EXCERPTED TEXT ▸
■ ■ ■ ■ ■ ■ ■
This concludes our lawn-care tips. As always, I hope I have helped. If you need assistance in implementing these tips or any of the tips mentioned in the prior articles, please do not hesitate to call. Spring, one of our more busier times, has started early with our warmer temperatures. So if you need help, or are planning to landscape or re-landscape your yard, I would suggest that you call sooner if possible, rather than later for an appointment.

Thank you and Good Gardening!

To Drip or Not to Drip

Welcome to our April edition. From January to the present, we have been covering in detail irrigation-maintenance concerns. I find it worthwhile to review these topics with you, to make it easier for you to find the needed information without a lot of research on your part. I know many of you keep Home Improvement & Remodeling Magazine as a reference and I hope, as a reader, you have also found these articles beneficial and keep them as reference guides. I am writing to everyone with these articles, whether you do it yourself or just like to be well-informed when you meet with your landscape professional. I hope I have been helpful.
■ ■ ■ ■ ■ ■ ■
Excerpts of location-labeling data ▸
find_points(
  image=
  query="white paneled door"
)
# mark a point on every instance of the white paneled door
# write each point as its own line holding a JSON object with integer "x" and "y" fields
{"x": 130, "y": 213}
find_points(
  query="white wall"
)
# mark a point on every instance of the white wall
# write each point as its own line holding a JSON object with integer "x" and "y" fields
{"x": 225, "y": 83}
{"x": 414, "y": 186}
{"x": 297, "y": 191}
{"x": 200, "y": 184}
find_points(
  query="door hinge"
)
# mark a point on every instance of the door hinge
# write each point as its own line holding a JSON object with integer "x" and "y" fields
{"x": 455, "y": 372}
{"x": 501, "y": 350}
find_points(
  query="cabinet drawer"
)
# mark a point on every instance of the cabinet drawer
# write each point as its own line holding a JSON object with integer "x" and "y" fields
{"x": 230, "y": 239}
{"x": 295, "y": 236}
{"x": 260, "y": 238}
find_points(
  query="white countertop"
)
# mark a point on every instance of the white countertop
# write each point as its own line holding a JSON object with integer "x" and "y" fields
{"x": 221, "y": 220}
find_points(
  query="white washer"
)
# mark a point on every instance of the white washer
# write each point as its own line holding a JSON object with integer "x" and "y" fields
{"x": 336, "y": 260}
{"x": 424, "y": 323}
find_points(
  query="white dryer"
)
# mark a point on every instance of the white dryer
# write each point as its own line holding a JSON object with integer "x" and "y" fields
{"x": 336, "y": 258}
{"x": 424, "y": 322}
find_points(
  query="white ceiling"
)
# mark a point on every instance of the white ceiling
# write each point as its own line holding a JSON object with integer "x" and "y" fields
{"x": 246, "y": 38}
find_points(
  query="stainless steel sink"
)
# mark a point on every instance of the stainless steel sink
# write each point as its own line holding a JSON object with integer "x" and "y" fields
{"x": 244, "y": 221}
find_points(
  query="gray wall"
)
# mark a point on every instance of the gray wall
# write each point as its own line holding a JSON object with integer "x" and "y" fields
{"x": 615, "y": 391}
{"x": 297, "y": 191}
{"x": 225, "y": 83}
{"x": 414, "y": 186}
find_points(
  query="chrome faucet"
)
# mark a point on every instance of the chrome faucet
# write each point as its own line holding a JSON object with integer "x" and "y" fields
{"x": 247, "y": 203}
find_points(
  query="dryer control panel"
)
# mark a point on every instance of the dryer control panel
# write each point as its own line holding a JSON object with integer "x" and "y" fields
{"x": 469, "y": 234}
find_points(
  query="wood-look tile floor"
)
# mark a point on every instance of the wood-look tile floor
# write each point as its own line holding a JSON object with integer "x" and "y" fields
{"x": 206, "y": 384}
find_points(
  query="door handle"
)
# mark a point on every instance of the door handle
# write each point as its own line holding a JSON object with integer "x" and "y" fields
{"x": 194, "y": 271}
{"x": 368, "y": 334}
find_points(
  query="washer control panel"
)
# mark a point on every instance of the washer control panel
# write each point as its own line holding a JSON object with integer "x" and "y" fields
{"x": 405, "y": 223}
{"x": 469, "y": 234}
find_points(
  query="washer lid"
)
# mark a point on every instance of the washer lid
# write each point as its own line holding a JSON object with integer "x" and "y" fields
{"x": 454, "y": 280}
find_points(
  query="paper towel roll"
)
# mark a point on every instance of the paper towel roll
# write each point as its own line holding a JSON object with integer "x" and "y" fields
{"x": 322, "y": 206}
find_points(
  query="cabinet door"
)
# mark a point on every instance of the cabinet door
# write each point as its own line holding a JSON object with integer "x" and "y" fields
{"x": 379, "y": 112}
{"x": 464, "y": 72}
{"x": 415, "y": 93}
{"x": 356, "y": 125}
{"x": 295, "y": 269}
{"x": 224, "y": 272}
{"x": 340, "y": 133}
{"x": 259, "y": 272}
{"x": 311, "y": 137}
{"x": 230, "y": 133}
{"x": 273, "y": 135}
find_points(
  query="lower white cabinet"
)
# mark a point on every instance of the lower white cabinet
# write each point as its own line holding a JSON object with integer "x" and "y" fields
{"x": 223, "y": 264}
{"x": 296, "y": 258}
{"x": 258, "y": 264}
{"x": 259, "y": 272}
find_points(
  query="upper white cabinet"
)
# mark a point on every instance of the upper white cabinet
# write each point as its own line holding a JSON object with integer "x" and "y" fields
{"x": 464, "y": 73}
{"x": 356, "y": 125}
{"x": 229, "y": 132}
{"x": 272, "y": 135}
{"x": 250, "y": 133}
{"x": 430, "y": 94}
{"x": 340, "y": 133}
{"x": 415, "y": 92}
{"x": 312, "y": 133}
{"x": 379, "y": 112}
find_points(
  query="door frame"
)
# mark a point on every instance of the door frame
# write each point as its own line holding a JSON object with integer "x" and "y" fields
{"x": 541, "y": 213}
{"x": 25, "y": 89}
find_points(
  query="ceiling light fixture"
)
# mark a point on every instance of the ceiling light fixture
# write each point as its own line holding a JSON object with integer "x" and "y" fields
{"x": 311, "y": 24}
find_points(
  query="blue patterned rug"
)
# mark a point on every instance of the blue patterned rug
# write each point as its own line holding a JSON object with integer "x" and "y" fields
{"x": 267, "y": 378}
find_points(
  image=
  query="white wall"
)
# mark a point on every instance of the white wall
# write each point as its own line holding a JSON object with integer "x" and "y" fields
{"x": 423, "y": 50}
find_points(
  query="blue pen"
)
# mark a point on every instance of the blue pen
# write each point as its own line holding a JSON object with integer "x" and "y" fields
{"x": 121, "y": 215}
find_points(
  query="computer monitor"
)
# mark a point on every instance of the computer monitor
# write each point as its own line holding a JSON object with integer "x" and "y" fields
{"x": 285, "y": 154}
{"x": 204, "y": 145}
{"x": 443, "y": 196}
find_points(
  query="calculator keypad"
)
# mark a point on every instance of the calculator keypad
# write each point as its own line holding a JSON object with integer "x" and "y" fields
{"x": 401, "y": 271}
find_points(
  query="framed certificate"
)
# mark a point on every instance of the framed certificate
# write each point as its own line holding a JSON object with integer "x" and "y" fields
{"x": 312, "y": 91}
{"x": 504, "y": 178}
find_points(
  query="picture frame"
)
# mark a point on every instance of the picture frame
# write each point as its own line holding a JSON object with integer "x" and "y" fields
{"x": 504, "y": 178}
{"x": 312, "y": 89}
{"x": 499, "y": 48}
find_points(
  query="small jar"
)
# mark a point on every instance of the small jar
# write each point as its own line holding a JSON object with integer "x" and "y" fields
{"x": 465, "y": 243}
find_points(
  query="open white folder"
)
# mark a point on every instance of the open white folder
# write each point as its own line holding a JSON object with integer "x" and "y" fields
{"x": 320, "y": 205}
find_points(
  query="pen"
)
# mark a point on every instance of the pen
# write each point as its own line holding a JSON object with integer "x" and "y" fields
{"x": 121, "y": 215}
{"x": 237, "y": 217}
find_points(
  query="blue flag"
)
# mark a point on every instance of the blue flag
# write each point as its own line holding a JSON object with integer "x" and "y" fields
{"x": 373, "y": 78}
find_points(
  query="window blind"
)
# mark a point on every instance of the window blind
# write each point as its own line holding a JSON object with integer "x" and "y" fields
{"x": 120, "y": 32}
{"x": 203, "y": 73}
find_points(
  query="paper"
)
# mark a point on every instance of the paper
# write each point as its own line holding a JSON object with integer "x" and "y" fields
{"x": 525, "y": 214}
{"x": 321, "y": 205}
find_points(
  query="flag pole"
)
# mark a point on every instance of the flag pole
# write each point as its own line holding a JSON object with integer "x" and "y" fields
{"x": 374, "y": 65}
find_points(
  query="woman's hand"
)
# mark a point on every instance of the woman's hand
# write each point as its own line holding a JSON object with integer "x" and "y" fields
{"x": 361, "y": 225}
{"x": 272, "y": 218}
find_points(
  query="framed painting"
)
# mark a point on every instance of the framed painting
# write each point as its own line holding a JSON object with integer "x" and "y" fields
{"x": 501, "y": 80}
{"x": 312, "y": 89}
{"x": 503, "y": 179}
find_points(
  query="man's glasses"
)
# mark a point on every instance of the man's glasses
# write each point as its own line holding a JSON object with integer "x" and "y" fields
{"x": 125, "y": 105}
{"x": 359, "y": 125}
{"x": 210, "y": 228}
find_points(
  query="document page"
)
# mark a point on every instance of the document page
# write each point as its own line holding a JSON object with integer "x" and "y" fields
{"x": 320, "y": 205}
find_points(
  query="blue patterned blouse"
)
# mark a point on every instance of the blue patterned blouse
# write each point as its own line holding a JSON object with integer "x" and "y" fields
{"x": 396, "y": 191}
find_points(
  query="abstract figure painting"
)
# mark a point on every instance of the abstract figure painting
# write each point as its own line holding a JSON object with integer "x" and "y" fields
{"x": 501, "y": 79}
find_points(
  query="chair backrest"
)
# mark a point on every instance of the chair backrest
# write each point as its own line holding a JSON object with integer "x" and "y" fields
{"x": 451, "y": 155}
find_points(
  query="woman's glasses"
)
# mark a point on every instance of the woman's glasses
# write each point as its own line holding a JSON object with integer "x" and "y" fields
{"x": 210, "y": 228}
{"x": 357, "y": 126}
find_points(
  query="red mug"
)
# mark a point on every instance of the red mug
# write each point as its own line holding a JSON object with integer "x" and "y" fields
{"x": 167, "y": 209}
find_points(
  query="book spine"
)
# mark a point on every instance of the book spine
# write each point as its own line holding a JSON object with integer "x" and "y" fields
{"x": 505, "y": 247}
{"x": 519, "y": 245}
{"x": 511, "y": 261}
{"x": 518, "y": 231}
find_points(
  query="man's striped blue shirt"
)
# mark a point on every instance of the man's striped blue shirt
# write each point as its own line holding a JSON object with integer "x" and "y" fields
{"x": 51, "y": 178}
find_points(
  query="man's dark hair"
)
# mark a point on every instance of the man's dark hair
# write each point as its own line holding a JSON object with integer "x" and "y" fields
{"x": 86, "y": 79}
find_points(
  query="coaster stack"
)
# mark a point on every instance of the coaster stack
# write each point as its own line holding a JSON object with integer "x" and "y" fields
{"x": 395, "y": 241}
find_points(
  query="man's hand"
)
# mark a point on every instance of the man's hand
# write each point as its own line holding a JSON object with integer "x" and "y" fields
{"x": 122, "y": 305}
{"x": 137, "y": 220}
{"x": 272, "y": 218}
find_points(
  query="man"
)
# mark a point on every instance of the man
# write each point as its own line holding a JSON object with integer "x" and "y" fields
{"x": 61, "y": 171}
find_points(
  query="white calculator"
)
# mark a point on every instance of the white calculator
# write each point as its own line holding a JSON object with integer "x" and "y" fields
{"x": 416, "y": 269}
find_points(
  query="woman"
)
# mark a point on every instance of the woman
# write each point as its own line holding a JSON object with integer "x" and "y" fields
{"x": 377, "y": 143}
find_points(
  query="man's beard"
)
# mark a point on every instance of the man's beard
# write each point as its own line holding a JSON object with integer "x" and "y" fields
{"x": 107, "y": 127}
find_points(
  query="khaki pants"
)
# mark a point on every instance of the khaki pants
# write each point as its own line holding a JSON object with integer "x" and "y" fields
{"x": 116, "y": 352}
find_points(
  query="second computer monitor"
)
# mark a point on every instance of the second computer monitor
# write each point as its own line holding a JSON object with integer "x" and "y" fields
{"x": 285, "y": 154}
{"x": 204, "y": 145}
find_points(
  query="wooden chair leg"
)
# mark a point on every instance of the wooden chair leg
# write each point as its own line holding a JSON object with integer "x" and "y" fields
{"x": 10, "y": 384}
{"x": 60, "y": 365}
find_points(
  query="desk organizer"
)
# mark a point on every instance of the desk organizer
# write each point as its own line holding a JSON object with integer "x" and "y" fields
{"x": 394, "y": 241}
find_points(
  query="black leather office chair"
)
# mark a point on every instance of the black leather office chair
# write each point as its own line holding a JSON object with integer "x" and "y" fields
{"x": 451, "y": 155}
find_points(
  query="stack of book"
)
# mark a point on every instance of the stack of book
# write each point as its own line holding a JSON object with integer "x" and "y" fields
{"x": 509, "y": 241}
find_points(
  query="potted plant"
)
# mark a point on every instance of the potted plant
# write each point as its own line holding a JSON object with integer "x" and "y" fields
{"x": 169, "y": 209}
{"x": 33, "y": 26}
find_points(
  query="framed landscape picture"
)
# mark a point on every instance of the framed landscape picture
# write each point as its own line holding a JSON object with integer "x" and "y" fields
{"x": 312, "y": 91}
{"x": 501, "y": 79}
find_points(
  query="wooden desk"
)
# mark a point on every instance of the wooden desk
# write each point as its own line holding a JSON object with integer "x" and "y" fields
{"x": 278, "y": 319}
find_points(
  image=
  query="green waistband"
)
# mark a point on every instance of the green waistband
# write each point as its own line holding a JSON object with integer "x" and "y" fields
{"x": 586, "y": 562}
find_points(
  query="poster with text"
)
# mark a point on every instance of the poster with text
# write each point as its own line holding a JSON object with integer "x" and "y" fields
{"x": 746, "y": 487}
■ ■ ■ ■ ■ ■ ■
TASK REQUIREMENTS ▸
#1 From the lawn-care article, extract the stretch from "This concludes our" through "and Good Gardening!".
#2 Count the lines of the records that contain the string "stack", and give only the number.

RESULTS OF THE EXERCISE ▸
#1
This concludes our lawn-care tips. As always, I hope I have helped. If you need assistance in implementing these tips or any of the tips mentioned in the prior articles, please do not hesitate to call. Spring, one of our more busier times, has started early with our warmer temperatures. So if you need help, or are planning to landscape or re-landscape your yard, I would suggest that you call sooner if possible, rather than later for an appointment.

Thank you and Good Gardening!

#2 4